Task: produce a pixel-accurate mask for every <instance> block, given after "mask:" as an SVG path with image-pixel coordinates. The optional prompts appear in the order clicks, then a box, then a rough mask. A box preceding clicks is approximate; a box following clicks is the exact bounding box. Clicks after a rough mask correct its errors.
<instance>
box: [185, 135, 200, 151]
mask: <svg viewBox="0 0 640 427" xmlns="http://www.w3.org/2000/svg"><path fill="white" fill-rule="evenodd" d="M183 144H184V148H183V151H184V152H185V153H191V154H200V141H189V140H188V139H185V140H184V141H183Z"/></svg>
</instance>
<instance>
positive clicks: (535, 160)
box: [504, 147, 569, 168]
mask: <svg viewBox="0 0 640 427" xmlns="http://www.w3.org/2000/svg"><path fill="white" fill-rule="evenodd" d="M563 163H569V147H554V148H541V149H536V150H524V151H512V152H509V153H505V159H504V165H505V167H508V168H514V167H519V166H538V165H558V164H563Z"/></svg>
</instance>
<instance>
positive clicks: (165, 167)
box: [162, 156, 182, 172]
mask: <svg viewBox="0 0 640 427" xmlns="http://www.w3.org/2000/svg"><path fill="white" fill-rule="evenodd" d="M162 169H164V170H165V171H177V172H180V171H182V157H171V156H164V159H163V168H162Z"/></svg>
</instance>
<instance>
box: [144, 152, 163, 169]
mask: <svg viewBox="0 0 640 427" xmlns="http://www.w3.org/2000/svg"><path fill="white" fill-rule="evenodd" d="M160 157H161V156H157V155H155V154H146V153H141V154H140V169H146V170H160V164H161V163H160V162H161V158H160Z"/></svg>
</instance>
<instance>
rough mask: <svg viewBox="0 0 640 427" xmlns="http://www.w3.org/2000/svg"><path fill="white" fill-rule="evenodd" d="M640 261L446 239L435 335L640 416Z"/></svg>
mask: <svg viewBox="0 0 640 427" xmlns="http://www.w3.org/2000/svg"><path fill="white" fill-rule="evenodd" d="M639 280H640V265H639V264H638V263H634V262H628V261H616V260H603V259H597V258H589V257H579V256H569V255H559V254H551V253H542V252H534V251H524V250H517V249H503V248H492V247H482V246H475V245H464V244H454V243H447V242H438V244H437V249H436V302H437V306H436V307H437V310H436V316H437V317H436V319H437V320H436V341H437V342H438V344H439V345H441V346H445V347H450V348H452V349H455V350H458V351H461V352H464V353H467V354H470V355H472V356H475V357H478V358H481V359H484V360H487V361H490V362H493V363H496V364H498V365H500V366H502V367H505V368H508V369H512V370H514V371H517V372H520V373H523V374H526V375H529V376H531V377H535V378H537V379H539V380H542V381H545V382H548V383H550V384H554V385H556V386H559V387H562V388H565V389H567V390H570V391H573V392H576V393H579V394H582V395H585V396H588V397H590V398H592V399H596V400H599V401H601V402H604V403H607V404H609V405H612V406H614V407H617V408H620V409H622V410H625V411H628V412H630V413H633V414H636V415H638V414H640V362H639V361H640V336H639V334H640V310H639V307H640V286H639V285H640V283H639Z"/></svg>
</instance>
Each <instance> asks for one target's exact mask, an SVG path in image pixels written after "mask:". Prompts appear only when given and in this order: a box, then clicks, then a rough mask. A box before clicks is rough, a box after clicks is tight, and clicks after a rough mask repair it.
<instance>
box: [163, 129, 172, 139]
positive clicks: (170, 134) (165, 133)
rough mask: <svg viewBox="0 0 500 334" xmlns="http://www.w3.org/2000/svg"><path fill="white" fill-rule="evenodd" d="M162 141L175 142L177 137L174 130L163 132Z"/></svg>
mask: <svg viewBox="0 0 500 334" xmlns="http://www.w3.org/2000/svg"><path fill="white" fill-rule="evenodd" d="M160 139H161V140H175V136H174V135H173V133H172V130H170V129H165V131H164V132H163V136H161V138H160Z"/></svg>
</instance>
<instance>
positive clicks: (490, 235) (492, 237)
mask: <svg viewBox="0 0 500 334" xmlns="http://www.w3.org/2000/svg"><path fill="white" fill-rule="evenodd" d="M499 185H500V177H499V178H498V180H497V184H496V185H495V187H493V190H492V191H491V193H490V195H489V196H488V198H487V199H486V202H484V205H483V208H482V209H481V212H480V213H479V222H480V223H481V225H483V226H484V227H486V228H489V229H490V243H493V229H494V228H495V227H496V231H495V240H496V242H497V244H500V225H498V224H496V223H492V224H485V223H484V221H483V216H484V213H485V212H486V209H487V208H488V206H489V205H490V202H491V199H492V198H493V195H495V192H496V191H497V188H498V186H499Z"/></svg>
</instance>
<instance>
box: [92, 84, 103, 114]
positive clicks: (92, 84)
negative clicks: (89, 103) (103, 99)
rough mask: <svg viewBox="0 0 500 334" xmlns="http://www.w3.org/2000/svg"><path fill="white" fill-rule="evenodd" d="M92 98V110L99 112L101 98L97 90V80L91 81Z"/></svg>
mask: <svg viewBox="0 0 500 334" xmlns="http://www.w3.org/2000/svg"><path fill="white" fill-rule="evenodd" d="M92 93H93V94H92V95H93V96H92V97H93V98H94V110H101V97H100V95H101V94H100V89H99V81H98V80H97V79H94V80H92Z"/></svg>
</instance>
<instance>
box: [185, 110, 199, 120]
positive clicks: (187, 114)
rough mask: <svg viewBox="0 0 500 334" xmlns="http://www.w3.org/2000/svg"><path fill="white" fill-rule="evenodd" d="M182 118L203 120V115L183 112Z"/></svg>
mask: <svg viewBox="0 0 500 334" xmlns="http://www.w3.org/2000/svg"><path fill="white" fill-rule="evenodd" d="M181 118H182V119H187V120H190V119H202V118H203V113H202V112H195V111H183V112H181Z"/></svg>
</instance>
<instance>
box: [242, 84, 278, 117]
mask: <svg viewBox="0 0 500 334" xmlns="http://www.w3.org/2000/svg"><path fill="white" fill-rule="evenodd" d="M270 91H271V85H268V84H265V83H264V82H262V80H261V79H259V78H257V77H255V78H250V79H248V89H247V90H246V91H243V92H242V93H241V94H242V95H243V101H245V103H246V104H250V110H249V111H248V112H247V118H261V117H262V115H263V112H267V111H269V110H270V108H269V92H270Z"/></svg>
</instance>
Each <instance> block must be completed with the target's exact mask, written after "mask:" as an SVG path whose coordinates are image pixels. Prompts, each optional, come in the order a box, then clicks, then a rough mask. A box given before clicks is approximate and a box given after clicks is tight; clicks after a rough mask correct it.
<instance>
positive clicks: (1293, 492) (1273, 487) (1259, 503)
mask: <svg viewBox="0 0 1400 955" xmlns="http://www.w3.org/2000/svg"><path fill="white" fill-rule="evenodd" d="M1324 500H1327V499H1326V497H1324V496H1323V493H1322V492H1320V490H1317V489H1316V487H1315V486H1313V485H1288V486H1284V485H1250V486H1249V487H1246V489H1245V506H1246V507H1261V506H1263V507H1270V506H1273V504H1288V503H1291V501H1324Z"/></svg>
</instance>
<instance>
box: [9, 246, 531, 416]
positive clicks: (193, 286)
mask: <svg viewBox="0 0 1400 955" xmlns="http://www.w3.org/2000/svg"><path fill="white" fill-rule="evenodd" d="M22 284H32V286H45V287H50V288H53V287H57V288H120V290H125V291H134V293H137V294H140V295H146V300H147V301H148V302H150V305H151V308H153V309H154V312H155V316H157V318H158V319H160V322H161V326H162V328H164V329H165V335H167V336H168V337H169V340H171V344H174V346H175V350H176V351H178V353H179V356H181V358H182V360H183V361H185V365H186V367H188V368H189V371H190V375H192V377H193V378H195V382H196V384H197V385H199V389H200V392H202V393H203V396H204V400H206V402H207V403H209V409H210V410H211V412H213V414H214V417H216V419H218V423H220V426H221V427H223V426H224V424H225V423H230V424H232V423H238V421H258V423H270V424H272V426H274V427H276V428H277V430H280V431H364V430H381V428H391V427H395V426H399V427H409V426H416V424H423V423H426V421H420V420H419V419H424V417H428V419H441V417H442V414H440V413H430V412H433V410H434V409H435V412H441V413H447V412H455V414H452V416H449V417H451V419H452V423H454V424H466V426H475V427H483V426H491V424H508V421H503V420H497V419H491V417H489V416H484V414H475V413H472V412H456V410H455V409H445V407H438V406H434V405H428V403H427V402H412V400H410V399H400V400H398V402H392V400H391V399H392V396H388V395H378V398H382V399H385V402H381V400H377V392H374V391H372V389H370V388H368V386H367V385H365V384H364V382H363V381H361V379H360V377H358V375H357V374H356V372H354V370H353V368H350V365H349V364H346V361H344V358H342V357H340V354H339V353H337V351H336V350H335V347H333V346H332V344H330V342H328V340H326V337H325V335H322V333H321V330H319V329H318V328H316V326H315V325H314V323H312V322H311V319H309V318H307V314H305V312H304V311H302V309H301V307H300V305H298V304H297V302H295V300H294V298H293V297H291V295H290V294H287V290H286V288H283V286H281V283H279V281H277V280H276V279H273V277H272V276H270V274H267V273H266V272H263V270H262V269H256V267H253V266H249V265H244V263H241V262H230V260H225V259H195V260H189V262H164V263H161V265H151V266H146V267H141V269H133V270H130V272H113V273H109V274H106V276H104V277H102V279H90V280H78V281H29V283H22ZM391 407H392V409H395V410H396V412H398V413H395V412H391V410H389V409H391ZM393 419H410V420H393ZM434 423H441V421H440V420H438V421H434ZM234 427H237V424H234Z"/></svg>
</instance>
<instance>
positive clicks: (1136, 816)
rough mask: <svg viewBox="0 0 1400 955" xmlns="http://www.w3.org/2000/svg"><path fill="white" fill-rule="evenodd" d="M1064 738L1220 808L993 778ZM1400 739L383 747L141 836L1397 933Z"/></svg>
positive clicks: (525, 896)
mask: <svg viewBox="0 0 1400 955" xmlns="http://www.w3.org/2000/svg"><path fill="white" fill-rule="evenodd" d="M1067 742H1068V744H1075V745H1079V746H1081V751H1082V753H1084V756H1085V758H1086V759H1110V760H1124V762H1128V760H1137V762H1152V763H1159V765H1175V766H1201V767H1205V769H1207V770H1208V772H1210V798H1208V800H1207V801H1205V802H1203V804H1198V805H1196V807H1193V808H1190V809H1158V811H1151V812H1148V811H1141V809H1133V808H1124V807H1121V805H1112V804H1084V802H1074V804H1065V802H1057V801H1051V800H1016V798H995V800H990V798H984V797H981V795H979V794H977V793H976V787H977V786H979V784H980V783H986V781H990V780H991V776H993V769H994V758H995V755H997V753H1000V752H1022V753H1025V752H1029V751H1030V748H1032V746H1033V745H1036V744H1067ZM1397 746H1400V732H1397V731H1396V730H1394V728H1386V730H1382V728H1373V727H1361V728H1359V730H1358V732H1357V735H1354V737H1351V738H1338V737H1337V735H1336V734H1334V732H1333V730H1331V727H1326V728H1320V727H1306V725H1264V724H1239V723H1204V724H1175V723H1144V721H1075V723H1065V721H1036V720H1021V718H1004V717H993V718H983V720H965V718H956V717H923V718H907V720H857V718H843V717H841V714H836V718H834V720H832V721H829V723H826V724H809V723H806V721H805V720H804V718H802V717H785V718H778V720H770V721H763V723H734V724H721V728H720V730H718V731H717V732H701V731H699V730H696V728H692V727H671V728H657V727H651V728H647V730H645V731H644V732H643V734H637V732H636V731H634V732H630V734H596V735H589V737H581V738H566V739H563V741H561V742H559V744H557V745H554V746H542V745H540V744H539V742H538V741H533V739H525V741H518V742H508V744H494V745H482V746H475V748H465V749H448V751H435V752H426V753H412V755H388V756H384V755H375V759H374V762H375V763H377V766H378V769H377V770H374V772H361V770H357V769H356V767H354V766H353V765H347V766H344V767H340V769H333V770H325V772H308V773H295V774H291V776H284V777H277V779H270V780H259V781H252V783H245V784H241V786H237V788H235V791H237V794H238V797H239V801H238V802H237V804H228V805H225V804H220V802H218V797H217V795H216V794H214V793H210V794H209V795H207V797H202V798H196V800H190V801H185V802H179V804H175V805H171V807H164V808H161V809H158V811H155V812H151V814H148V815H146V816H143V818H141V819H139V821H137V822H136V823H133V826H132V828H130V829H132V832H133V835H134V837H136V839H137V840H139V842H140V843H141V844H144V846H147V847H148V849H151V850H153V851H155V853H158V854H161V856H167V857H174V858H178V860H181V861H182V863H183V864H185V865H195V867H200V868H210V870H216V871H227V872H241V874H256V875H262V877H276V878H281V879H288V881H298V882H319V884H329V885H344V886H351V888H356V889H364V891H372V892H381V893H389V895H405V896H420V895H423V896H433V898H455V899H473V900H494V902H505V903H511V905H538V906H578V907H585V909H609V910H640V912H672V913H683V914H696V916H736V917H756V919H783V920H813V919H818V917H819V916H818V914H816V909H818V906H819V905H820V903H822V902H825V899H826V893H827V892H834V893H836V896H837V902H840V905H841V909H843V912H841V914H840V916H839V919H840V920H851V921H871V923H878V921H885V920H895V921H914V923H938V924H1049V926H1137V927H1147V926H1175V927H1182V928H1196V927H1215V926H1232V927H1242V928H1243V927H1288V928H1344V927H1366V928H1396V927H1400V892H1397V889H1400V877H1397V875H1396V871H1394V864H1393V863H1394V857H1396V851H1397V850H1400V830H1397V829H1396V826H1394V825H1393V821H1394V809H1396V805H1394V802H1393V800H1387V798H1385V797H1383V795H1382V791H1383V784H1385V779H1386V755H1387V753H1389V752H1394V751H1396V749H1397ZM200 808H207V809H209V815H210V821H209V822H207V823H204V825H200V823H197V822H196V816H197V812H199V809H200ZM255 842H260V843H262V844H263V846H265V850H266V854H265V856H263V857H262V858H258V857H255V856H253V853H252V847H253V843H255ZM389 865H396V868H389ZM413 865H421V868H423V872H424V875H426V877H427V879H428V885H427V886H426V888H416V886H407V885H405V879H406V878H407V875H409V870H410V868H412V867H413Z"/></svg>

════════════════

» **What is needed**
Scan the entries above and show each line that contains the word "target".

» **Written solution**
Each <instance> asks for one target's exact mask, an SVG path in image pixels written after "mask:". Prompts appear only when given and in this order: a box, then clicks, then a rough mask. A box before clicks is rough, a box after clicks is tight, and clicks after a rough mask repair it.
Each <instance> block must be completed with the target's exact mask, written after "mask:" as an SVG path whose coordinates are image pixels. Prompts, each optional, come in the order a box, then clicks, then a rough mask. A box given before clicks is approximate and a box given after clicks is tight; clicks after a rough mask correct it.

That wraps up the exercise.